EXCERPTED PASSAGE —
…Georgia is a country in the Caucasus. It lays at the eastern end of the Black Sea, with Turkey and Armenia to the south, Azerbaijan to the east, and Russia to the north, over the Caucasus Mountains. Georgia is a land with a magnificent history and unparalleled natural beauty. The recorded history of Georgia dates back more than 4,000 years. Georgia is also one of the first world countries that adopted Christianity as the state religion in the first half of the 4th century.
Area: 69.500 Km²
Languages: Georgian, Russian is widely known, English.
Religion: Most of the population in Georgia practices Orthodox Christianity, primarily the Georgian Orthodox Church.
Currency: Georgian Lari (GEL).
Internet Domain: ge
Airport: 20 km from Tbilisi centre
Picture Georgia as a system of hills and plains between two mountain systems: the Greater Caucasus in the north and the Lesser Caucasus in the south. The Greater Caucasus range goes from the Black Sea to the Caspian Sea, from Northwest to Southeast; it can easily be divided in 3 parts: Western, Central and Eastern.
Georgia can be divided in provinces that do not coincide necessarily with current administrative entities, but that are historically, socially and culturally homogeneous. The provinces we considered are the ones we know best: Khevsureti and Tusheti. We will soon add in formations regarding a fourth province, Svaneti.
Although Georgia is only 69.700 square kilometers large, its biodiversity is immense: subtropics, marshes, semi-deserts, lofty alpine meadows and mighty snow-covered peaks can be found within a hundred kilometers from each other. There are 14 Strict Nature Reserves, 9 National Parks, 17 Managed Nature Reserves, 14 Natural Monuments and 2 Protected Landscapes in Georgia. Strict nature reserves comprise 141,473 ha, while national parks cover 270,740 ha. So much of Georgia is still untouched and unspoiled!

RECORDS SHOWN —

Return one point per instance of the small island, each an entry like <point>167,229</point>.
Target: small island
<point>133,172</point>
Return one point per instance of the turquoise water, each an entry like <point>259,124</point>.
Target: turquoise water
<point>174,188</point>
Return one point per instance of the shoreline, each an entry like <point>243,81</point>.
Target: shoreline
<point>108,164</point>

* * *

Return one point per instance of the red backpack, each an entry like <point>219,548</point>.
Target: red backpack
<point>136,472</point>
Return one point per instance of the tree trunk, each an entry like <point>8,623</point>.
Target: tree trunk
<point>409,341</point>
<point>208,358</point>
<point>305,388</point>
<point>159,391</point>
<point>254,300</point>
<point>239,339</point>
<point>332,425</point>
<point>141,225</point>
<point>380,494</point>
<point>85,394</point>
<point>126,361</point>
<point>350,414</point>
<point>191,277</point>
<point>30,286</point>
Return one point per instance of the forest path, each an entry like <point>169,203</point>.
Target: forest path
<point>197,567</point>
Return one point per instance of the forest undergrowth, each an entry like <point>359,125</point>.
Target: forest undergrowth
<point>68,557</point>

WORK TO BE COMPLETED —
Update the passage of the Georgia overview starting at "Georgia can be" and ending at "untouched and unspoiled!", writing it out again with "biodiversity" replaced by "natural diversity".

RESULT —
Georgia can be divided in provinces that do not coincide necessarily with current administrative entities, but that are historically, socially and culturally homogeneous. The provinces we considered are the ones we know best: Khevsureti and Tusheti. We will soon add in formations regarding a fourth province, Svaneti.
Although Georgia is only 69.700 square kilometers large, its natural diversity is immense: subtropics, marshes, semi-deserts, lofty alpine meadows and mighty snow-covered peaks can be found within a hundred kilometers from each other. There are 14 Strict Nature Reserves, 9 National Parks, 17 Managed Nature Reserves, 14 Natural Monuments and 2 Protected Landscapes in Georgia. Strict nature reserves comprise 141,473 ha, while national parks cover 270,740 ha. So much of Georgia is still untouched and unspoiled!